*DOCUMENT EXCERPT*.
***

← All posts May 2026 By Victor Purcallas Marchesi

Local Models Are Not Frontier. They Are Enough.

On April 22, 2026, two labs released frontier-adjacent open-weight models on the same day. Alibaba dropped Qwen 3.6-27B, a dense 27-billion-parameter model that beats a 397B mixture-of-experts on agentic coding benchmarks. Hours later, DeepSeek released V4 under MIT license. Simon Willison put it plainly: "almost on the frontier, a fraction of the price."

That was a Wednesday. By the following Tuesday, NVIDIA had shipped Nemotron 3 Nano Omni, a 30B multimodal model that runs in 25GB of RAM at 4-bit quantization and handles vision, audio, and text in a single architecture. The day after that, IBM published Granite 4.1. Google added Multi-Token Prediction to Gemma 4: a small four-layer drafter that runs ahead of the target model so on-device generation is faster.

Five labs. Ten days. Not coordinated. Convergent.

***

*DATA SEGMENT*.
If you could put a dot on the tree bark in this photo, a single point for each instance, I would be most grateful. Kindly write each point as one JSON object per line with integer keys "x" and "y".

***

*ACTIVITY*. Repeat word for word the part of the local-models post above that begins at the words "On April 22, 2026, two" and stops after "Not coordinated. Convergent.".

*EXERCISE RESPONSE*.
On April 22, 2026, two labs released frontier-adjacent open-weight models on the same day. Alibaba dropped Qwen 3.6-27B, a dense 27-billion-parameter model that beats a 397B mixture-of-experts on agentic coding benchmarks. Hours later, DeepSeek released V4 under MIT license. Simon Willison put it plainly: "almost on the frontier, a fraction of the price."

That was a Wednesday. By the following Tuesday, NVIDIA had shipped Nemotron 3 Nano Omni, a 30B multimodal model that runs in 25GB of RAM at 4-bit quantization and handles vision, audio, and text in a single architecture. The day after that, IBM published Granite 4.1. Google added Multi-Token Prediction to Gemma 4: a small four-layer drafter that runs ahead of the target model so on-device generation is faster.

Five labs. Ten days. Not coordinated. Convergent.